- **Task statement**
Please extract lines from the items below, starting with the line that contains "black picture frame" and stopping after the line that contains "[[[216,46],[215,65],[216,142],[256,145],[256,42]]]". Copy them unchanged.

- **Provided records**
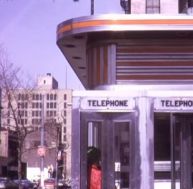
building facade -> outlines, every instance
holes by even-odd
[[[22,161],[27,163],[27,178],[40,178],[40,147],[45,150],[44,178],[58,173],[71,175],[71,90],[58,89],[51,74],[38,77],[33,89],[16,90],[15,108],[18,125],[28,129]],[[2,100],[2,127],[14,130],[14,119],[7,99]],[[62,154],[60,159],[59,154]],[[56,162],[58,164],[56,168]],[[50,170],[51,167],[51,170]],[[60,173],[60,174],[59,174]]]
[[[88,187],[94,146],[102,189],[192,189],[192,1],[120,4],[127,14],[57,28],[58,47],[87,89],[72,94],[72,187]]]

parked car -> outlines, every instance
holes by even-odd
[[[56,186],[56,180],[54,178],[48,178],[44,180],[45,189],[54,189]]]
[[[0,189],[17,189],[17,184],[7,177],[0,177]]]
[[[33,189],[34,188],[34,184],[33,182],[31,182],[28,179],[21,179],[21,180],[14,180],[14,182],[17,184],[18,188],[19,185],[22,186],[22,189]]]

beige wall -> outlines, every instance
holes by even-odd
[[[146,0],[131,0],[131,14],[145,14]]]
[[[161,14],[178,14],[177,0],[160,0]],[[145,14],[146,0],[131,0],[131,14]]]
[[[178,14],[177,0],[160,0],[161,14]]]

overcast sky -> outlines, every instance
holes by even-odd
[[[120,1],[95,0],[95,14],[108,13],[123,13]],[[0,44],[23,75],[36,79],[51,73],[60,88],[83,89],[56,46],[56,27],[88,15],[90,0],[0,0]]]

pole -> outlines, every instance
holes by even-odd
[[[42,95],[42,121],[40,130],[40,145],[44,147],[44,95]],[[44,189],[44,155],[40,156],[40,186]]]
[[[0,88],[0,144],[1,144],[1,88]]]
[[[94,0],[91,0],[91,15],[94,14]]]

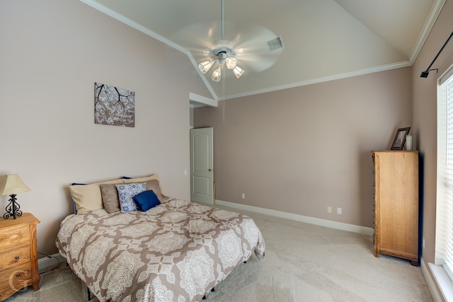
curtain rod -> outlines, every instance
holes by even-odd
[[[428,75],[430,74],[430,71],[432,71],[432,70],[438,70],[437,68],[436,69],[430,69],[430,68],[431,68],[431,66],[434,64],[435,61],[437,59],[437,57],[439,57],[439,54],[440,54],[442,51],[444,50],[444,48],[445,48],[445,46],[449,42],[449,41],[450,40],[452,37],[453,37],[453,32],[452,32],[452,33],[450,34],[449,37],[448,37],[448,39],[447,39],[447,41],[445,41],[445,43],[444,43],[444,45],[442,47],[440,50],[439,50],[439,52],[437,52],[437,54],[436,54],[436,56],[434,57],[434,59],[432,59],[432,62],[431,62],[430,66],[428,66],[428,68],[426,69],[426,70],[425,71],[422,71],[422,74],[420,75],[420,78],[428,78]]]

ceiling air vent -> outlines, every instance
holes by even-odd
[[[282,37],[280,36],[278,36],[275,39],[270,40],[266,43],[268,44],[268,50],[269,50],[269,52],[270,52],[283,48],[283,41],[282,41]]]

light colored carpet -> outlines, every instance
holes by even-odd
[[[266,257],[260,261],[252,255],[206,301],[433,301],[420,267],[390,256],[375,257],[371,236],[233,211],[255,220]],[[42,274],[40,286],[36,292],[28,286],[6,301],[87,301],[86,287],[64,265]]]

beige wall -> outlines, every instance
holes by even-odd
[[[190,198],[189,92],[207,91],[185,55],[77,0],[2,0],[0,28],[0,175],[31,188],[40,252],[57,252],[72,182],[159,173]],[[135,92],[134,128],[94,124],[96,81]]]
[[[214,127],[216,199],[372,227],[370,151],[411,126],[411,76],[406,67],[227,100],[224,121],[221,105],[195,108],[194,126]]]
[[[447,0],[428,38],[413,65],[414,146],[420,152],[420,190],[423,208],[423,260],[433,262],[435,255],[437,173],[437,79],[453,64],[453,40],[447,45],[427,79],[420,74],[431,63],[453,30],[453,1]]]

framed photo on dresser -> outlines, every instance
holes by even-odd
[[[406,136],[409,134],[409,130],[411,130],[411,127],[406,127],[406,128],[400,128],[396,131],[391,150],[403,150],[406,143]]]

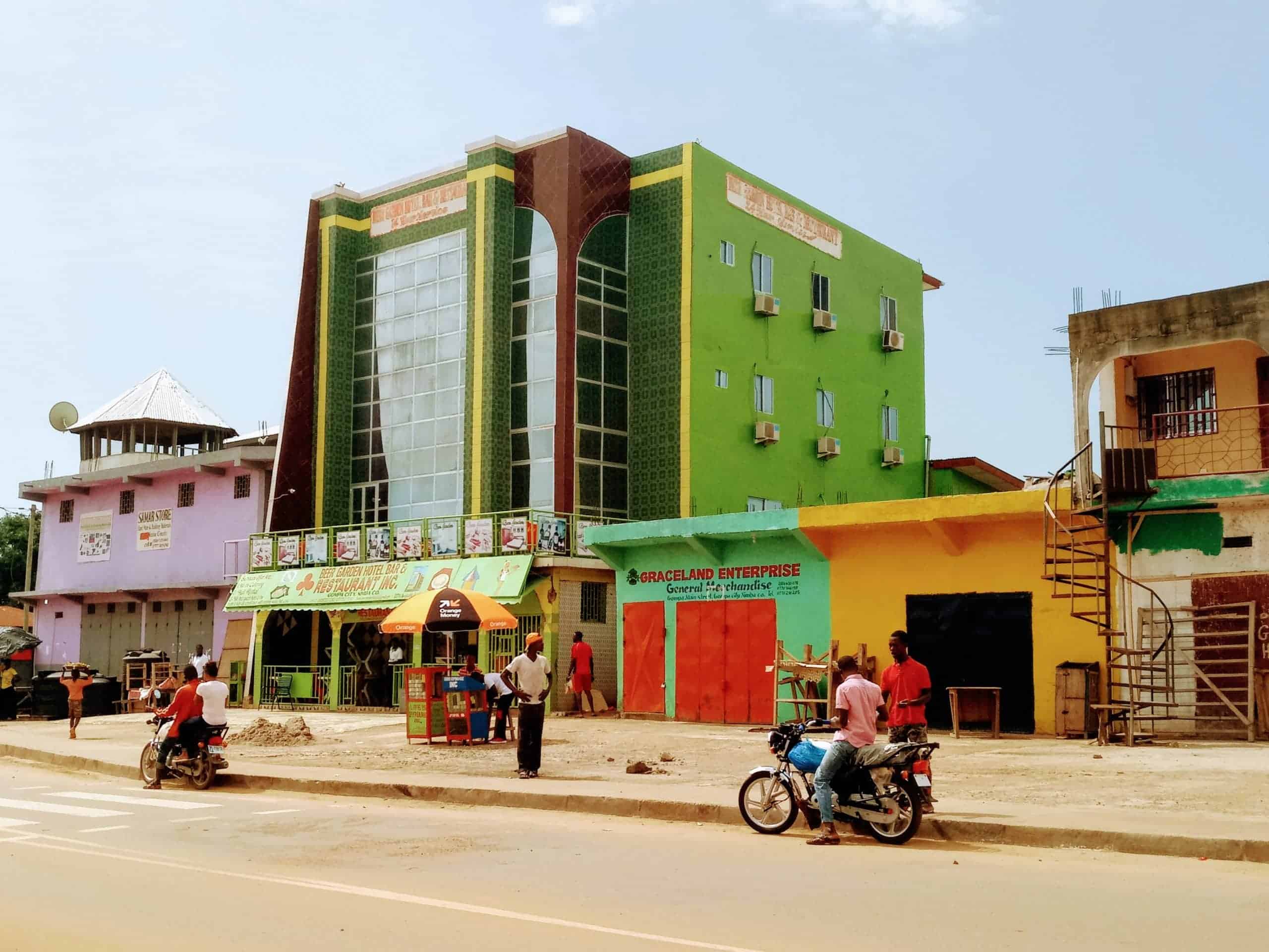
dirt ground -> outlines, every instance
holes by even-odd
[[[254,715],[254,712],[253,712]],[[279,720],[287,712],[268,712]],[[415,741],[406,745],[404,717],[306,715],[313,743],[305,746],[239,746],[235,758],[269,764],[409,770],[506,777],[515,770],[515,744],[472,748]],[[1081,740],[933,735],[938,790],[958,800],[1043,806],[1118,806],[1199,810],[1264,816],[1269,812],[1269,745],[1181,741],[1099,748]],[[666,759],[673,758],[673,759]],[[626,773],[645,760],[656,773]],[[552,779],[622,781],[655,787],[732,788],[745,773],[772,760],[765,732],[722,725],[549,717],[543,776]],[[664,770],[664,773],[661,772]]]

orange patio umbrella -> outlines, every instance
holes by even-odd
[[[518,625],[514,614],[478,592],[438,589],[420,592],[393,608],[379,622],[385,635],[414,635],[424,631],[509,630]]]

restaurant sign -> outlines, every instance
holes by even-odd
[[[764,192],[758,185],[751,185],[731,173],[727,173],[727,203],[755,218],[761,218],[772,227],[779,228],[786,235],[792,235],[798,241],[805,241],[811,248],[817,248],[834,258],[841,258],[840,228],[820,221],[813,215],[807,215],[801,208],[794,208],[783,198],[777,198],[770,192]]]
[[[532,565],[532,555],[520,555],[247,572],[239,576],[225,611],[396,607],[420,592],[445,586],[518,600]]]
[[[467,179],[415,192],[371,209],[371,237],[467,211]]]

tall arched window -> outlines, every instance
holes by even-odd
[[[511,506],[555,509],[556,242],[515,209],[511,258]]]
[[[629,512],[626,223],[604,218],[577,255],[577,514],[619,519]]]

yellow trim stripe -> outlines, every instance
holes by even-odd
[[[487,169],[501,166],[485,166]],[[477,170],[480,171],[480,170]],[[510,170],[508,170],[510,171]],[[472,499],[471,512],[481,512],[481,415],[485,413],[485,180],[495,173],[467,180],[476,183],[476,293],[472,297]]]
[[[313,480],[313,526],[321,528],[324,515],[324,496],[326,491],[326,381],[327,348],[326,334],[330,330],[330,230],[349,228],[350,231],[369,231],[369,218],[349,218],[344,215],[327,215],[317,227],[321,231],[321,289],[317,303],[317,459]]]
[[[692,515],[692,143],[683,146],[683,284],[679,291],[679,515]],[[656,173],[652,173],[654,175]],[[647,178],[641,175],[640,178]],[[631,180],[631,188],[634,182]]]
[[[506,182],[515,182],[515,171],[508,169],[505,165],[482,165],[480,169],[472,169],[467,173],[468,182],[483,182],[495,176]]]
[[[671,165],[669,169],[659,169],[657,171],[650,171],[646,175],[636,175],[631,179],[631,190],[643,188],[645,185],[655,185],[659,182],[669,182],[670,179],[676,179],[680,175],[690,175],[692,159],[688,156],[687,146],[683,147],[683,165]]]

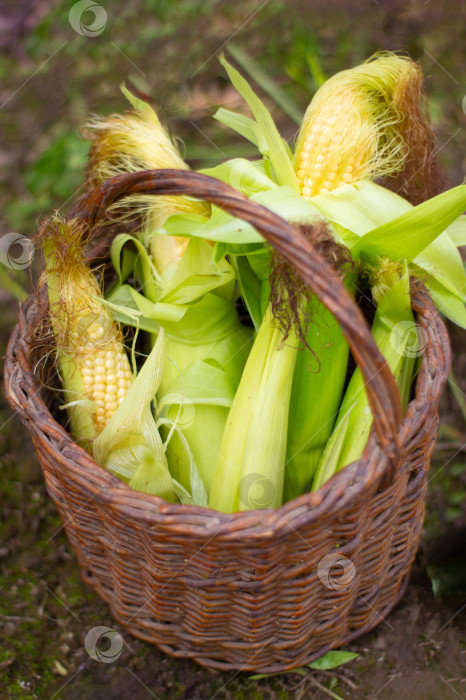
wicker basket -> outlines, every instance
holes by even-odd
[[[375,419],[363,458],[278,510],[227,515],[132,491],[55,420],[33,371],[34,295],[8,346],[7,396],[37,449],[83,578],[121,625],[211,668],[301,666],[377,625],[406,587],[450,362],[444,325],[429,295],[417,292],[413,309],[427,344],[401,421],[396,385],[360,310],[291,224],[213,178],[170,170],[113,178],[70,218],[94,226],[111,202],[135,192],[213,202],[254,225],[296,267],[337,317],[363,372]],[[94,258],[106,246],[104,237],[94,241]]]

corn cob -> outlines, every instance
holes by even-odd
[[[85,229],[56,218],[43,226],[50,318],[72,432],[89,450],[122,403],[132,372],[122,336],[99,301],[83,258]]]
[[[338,73],[317,92],[301,126],[294,163],[301,194],[327,194],[363,177],[402,170],[407,156],[397,131],[398,106],[418,81],[416,65],[397,56],[381,56]],[[354,279],[345,284],[354,294]],[[293,382],[288,431],[285,500],[308,490],[332,432],[343,391],[348,345],[335,318],[314,300],[306,350],[299,353]]]

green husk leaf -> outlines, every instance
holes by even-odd
[[[277,85],[259,63],[249,55],[249,53],[240,46],[228,43],[228,51],[233,58],[238,61],[243,70],[248,73],[253,80],[277,103],[279,107],[293,119],[296,124],[301,124],[303,120],[303,112],[296,102],[279,86]]]
[[[311,223],[316,219],[322,219],[322,215],[313,203],[303,199],[290,187],[276,187],[259,192],[252,195],[250,199],[279,214],[287,221]],[[173,236],[177,235],[176,232],[181,229],[185,236],[236,245],[264,242],[261,234],[253,226],[246,221],[236,219],[218,207],[212,207],[212,216],[201,226],[191,216],[188,218],[185,215],[175,215],[166,221],[164,228],[166,233]]]
[[[133,483],[174,501],[162,438],[150,408],[162,378],[165,343],[161,331],[123,402],[96,438],[94,458],[125,481],[138,474]]]
[[[220,107],[214,114],[214,119],[217,119],[222,124],[230,127],[233,131],[243,136],[247,141],[256,146],[259,151],[265,149],[265,143],[260,143],[260,134],[258,133],[258,124],[251,119],[251,117],[246,117],[244,114],[238,114],[238,112],[232,112],[230,109],[225,109]]]
[[[392,260],[413,260],[465,208],[466,185],[459,185],[366,233],[357,241],[352,253],[355,257],[365,259],[387,255]]]
[[[405,392],[401,397],[403,406],[406,406],[409,398],[407,379],[412,378],[417,354],[412,342],[412,334],[416,333],[416,329],[405,263],[399,281],[392,284],[380,299],[372,325],[374,340],[387,360],[399,388]],[[364,380],[358,368],[343,398],[336,426],[314,478],[313,489],[319,488],[336,471],[361,457],[372,423]]]
[[[459,216],[450,224],[446,232],[456,246],[466,245],[466,216]]]
[[[254,114],[260,130],[259,133],[261,134],[259,148],[262,155],[270,160],[270,164],[274,170],[274,179],[276,180],[277,184],[288,185],[296,192],[299,192],[299,183],[293,170],[291,159],[283,144],[283,140],[277,131],[277,127],[275,126],[270,112],[257,97],[243,76],[224,58],[221,58],[220,61],[227,71],[231,82],[248,103],[252,113]],[[263,142],[265,142],[265,146],[263,145]]]
[[[258,192],[276,189],[278,185],[271,180],[264,167],[264,161],[250,161],[245,158],[232,158],[225,163],[200,171],[204,175],[216,177],[231,185],[246,197]]]
[[[228,415],[210,492],[211,508],[232,513],[277,508],[282,503],[297,339],[291,333],[283,345],[282,340],[269,310]]]

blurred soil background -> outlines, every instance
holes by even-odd
[[[250,67],[257,80],[249,79],[290,142],[293,116],[304,112],[323,76],[379,49],[408,51],[426,75],[447,184],[464,180],[466,6],[460,3],[77,5],[88,9],[77,13],[76,5],[53,0],[10,0],[0,9],[0,241],[11,232],[32,236],[43,215],[66,211],[79,195],[88,150],[80,128],[91,114],[126,109],[123,81],[151,95],[192,167],[254,157],[252,146],[212,119],[219,106],[243,109],[218,61],[222,51]],[[77,22],[70,21],[76,14]],[[264,73],[281,89],[281,106],[267,94]],[[19,272],[0,263],[2,356],[18,300],[37,279],[38,258]],[[464,410],[466,336],[449,331]],[[27,432],[1,393],[0,698],[465,698],[465,443],[460,404],[447,388],[411,582],[387,620],[347,646],[359,657],[334,671],[257,681],[167,657],[119,629],[81,582]],[[96,625],[123,635],[114,663],[94,661],[85,650],[84,637]]]

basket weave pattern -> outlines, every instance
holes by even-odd
[[[10,339],[7,396],[30,433],[84,580],[118,622],[169,654],[211,668],[302,666],[380,623],[406,587],[449,369],[444,325],[429,295],[416,292],[413,308],[428,343],[400,422],[396,387],[367,324],[361,326],[336,273],[307,241],[290,251],[286,235],[296,236],[290,224],[193,173],[150,171],[109,182],[70,217],[93,225],[110,201],[130,191],[197,194],[249,220],[296,265],[335,312],[365,376],[375,426],[363,458],[275,511],[228,515],[132,491],[77,446],[49,409],[32,370],[34,296]],[[319,569],[326,557],[335,562],[327,579]]]

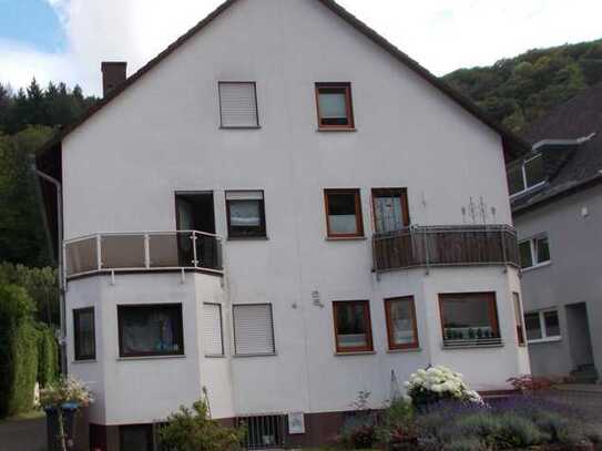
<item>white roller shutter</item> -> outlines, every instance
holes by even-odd
[[[218,304],[203,304],[203,346],[205,356],[224,355],[222,306]]]
[[[272,305],[233,306],[236,356],[273,355],[274,329]]]
[[[220,83],[223,127],[258,126],[255,83]]]

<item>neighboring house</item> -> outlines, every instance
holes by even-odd
[[[203,386],[269,448],[429,365],[481,391],[529,372],[504,172],[527,144],[335,2],[228,1],[103,72],[38,155],[93,449],[150,447]]]
[[[598,379],[602,368],[602,85],[527,133],[508,166],[533,375]]]

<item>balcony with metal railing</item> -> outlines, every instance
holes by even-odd
[[[197,230],[100,233],[63,244],[67,279],[94,274],[198,270],[223,275],[222,238]]]
[[[373,237],[374,269],[510,265],[519,267],[516,230],[507,225],[410,226]]]

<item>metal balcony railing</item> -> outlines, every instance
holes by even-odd
[[[63,244],[67,278],[94,273],[223,273],[222,238],[197,230],[101,233]]]
[[[410,226],[373,237],[377,273],[415,267],[519,267],[516,230],[507,225]]]

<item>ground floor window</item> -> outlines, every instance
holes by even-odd
[[[118,306],[121,357],[182,356],[182,304]]]
[[[75,360],[94,360],[96,358],[94,307],[73,310],[73,338]]]
[[[530,311],[524,315],[527,340],[529,342],[558,340],[561,338],[557,309]]]
[[[120,426],[120,449],[123,451],[153,451],[152,424]]]
[[[370,305],[367,300],[337,300],[333,303],[337,352],[373,350]]]
[[[414,297],[385,299],[389,349],[418,348]]]
[[[500,341],[494,293],[439,295],[443,345],[490,345]]]

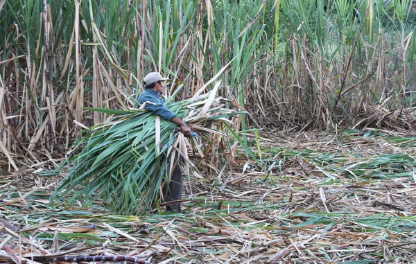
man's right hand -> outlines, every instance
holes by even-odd
[[[189,127],[188,127],[187,124],[181,125],[180,130],[182,130],[182,132],[184,133],[184,136],[189,137],[189,132],[191,132],[191,130]]]

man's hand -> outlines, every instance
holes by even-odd
[[[182,132],[184,133],[184,136],[189,137],[189,132],[191,132],[191,130],[189,129],[188,125],[187,125],[187,124],[181,125],[180,130],[182,130]]]
[[[189,127],[191,132],[195,132],[195,128],[193,128],[193,126],[192,126],[192,125],[188,124],[188,127]]]

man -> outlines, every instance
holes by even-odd
[[[146,103],[144,109],[153,112],[155,114],[159,116],[168,121],[175,123],[180,127],[184,135],[189,137],[192,127],[190,129],[184,121],[180,120],[172,112],[169,111],[164,105],[165,100],[160,98],[163,93],[164,81],[168,79],[167,78],[163,78],[157,72],[148,73],[143,79],[143,82],[145,84],[145,91],[139,96],[139,103],[140,104]],[[182,200],[183,190],[183,175],[180,168],[182,159],[179,155],[177,155],[175,158],[177,160],[174,163],[176,165],[173,169],[171,179],[168,179],[163,186],[164,197],[166,202]],[[166,211],[180,213],[180,203],[178,202],[166,206]]]

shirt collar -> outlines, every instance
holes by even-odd
[[[157,96],[157,98],[159,98],[161,96],[159,91],[155,91],[153,89],[146,89],[146,91],[148,91],[153,96]]]

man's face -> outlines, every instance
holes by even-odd
[[[159,91],[160,94],[163,94],[163,88],[164,87],[164,81],[157,82],[155,85],[155,88],[156,89],[156,91]]]

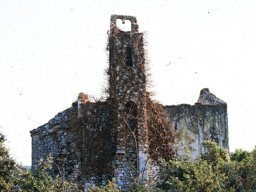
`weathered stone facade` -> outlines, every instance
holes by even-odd
[[[130,20],[131,31],[118,29],[118,19]],[[143,34],[135,17],[111,15],[109,44],[109,97],[93,102],[80,94],[73,107],[32,131],[32,169],[51,154],[74,191],[113,178],[127,189],[135,182],[155,183],[160,157],[174,154],[176,134],[193,157],[202,151],[204,140],[228,148],[227,104],[207,89],[194,106],[163,107],[149,98]],[[58,174],[54,168],[50,172]]]
[[[171,127],[177,130],[177,143],[183,142],[195,160],[204,149],[201,143],[210,140],[229,149],[227,103],[202,90],[194,105],[181,104],[166,106]]]

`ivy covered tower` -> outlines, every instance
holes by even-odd
[[[122,31],[116,20],[129,20]],[[117,122],[115,177],[125,189],[134,179],[147,179],[146,76],[143,34],[135,17],[112,15],[109,33],[110,96],[115,101]]]

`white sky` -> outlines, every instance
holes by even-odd
[[[227,103],[230,151],[253,149],[255,0],[1,0],[0,126],[18,162],[31,165],[29,131],[100,94],[112,14],[147,32],[157,100],[193,105],[209,88]]]

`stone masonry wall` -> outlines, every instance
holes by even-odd
[[[76,154],[75,148],[72,147],[74,143],[71,142],[75,139],[73,138],[74,135],[69,134],[68,126],[66,123],[69,121],[70,114],[74,113],[73,108],[59,113],[47,123],[30,133],[32,137],[32,170],[37,164],[38,160],[45,160],[51,154],[61,170],[62,167],[64,169],[66,178],[73,182],[73,189],[76,190],[81,185],[79,179],[81,162],[79,158],[71,158],[71,154]],[[71,149],[72,148],[74,149]],[[50,173],[52,176],[59,173],[55,165],[52,165]]]

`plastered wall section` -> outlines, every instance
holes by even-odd
[[[201,153],[204,153],[201,144],[204,140],[215,141],[219,146],[229,149],[226,103],[181,104],[165,106],[165,108],[172,127],[176,130],[178,144],[183,142],[187,145],[194,160]]]

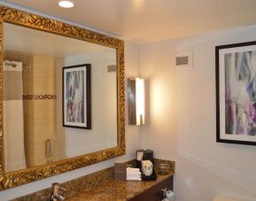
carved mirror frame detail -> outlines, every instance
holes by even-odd
[[[3,26],[15,24],[116,49],[118,66],[117,147],[11,173],[4,172],[3,136]],[[0,190],[42,180],[125,154],[124,42],[81,27],[0,5]]]

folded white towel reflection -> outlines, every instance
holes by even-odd
[[[139,168],[127,167],[127,173],[140,173]]]
[[[127,176],[128,181],[142,181],[141,177],[138,176]]]
[[[127,167],[127,180],[142,181],[142,173],[139,168]]]
[[[128,176],[141,176],[142,175],[142,173],[127,173],[127,175]]]

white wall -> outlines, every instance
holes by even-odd
[[[176,161],[177,201],[216,195],[256,200],[256,147],[215,143],[216,45],[256,40],[256,26],[143,44],[148,122],[142,147]],[[176,50],[193,50],[192,68],[175,68]]]
[[[134,43],[125,43],[125,73],[126,77],[138,76],[139,74],[139,45]],[[127,81],[127,79],[126,79]],[[126,83],[127,85],[127,83]],[[127,94],[127,93],[126,93]],[[127,96],[126,96],[127,98]],[[126,110],[127,102],[126,102]],[[126,117],[126,125],[128,125],[128,117]],[[112,166],[115,161],[126,161],[134,158],[136,151],[141,148],[141,135],[138,127],[126,126],[126,155],[111,160],[104,161],[96,165],[86,166],[72,172],[62,174],[57,176],[41,180],[33,183],[26,184],[0,192],[0,200],[10,200],[28,193],[32,193],[45,188],[50,187],[52,182],[64,182],[72,179],[86,175],[88,174]]]

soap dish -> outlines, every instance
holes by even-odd
[[[142,181],[156,181],[156,180],[157,180],[157,174],[154,170],[152,172],[152,174],[150,176],[142,174]]]

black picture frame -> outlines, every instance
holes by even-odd
[[[62,70],[63,127],[91,129],[90,64]]]
[[[216,46],[215,65],[216,142],[256,145],[256,42]]]

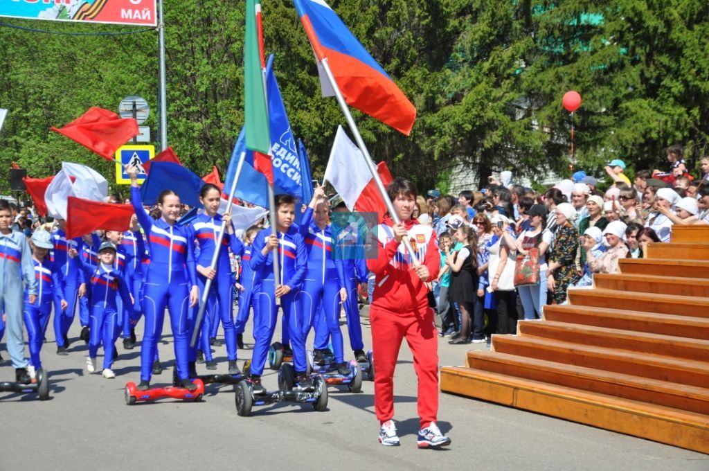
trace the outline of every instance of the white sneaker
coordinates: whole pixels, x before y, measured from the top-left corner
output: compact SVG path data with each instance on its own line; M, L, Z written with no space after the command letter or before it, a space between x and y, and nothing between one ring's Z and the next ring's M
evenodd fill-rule
M435 422L418 431L417 441L419 448L439 448L450 445L450 438L441 433Z
M396 426L393 421L386 421L379 428L379 443L384 446L398 446L398 436L396 435Z
M96 372L96 358L86 357L86 371L89 373Z

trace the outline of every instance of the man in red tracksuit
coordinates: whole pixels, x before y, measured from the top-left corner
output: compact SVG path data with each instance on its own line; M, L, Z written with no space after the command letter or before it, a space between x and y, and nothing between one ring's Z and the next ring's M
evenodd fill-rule
M377 257L367 261L376 275L369 310L374 353L374 408L379 419L379 442L398 446L393 421L393 374L404 337L413 354L418 377L418 415L421 429L419 448L450 444L436 425L438 411L438 340L433 310L428 306L425 283L438 273L440 259L436 235L427 226L411 218L416 189L404 179L396 179L387 189L401 221L394 224L386 216L375 233L379 239ZM418 261L412 260L403 240L408 239Z

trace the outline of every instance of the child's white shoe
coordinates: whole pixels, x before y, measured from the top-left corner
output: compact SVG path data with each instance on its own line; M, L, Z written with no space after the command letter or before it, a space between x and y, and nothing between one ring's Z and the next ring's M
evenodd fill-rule
M86 371L89 373L96 372L96 358L86 357Z

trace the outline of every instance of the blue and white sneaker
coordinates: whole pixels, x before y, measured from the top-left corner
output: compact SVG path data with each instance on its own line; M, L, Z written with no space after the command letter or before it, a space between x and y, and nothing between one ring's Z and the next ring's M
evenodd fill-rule
M440 448L450 445L450 438L441 433L435 422L431 422L425 428L418 431L419 448Z
M379 443L384 446L398 446L401 445L396 435L396 426L393 421L386 421L379 428Z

- **Problem solution**
black picture frame -> outlines, every instance
holes by even-odd
[[[62,70],[63,127],[91,129],[90,64]]]
[[[216,46],[215,65],[216,142],[256,145],[256,42]]]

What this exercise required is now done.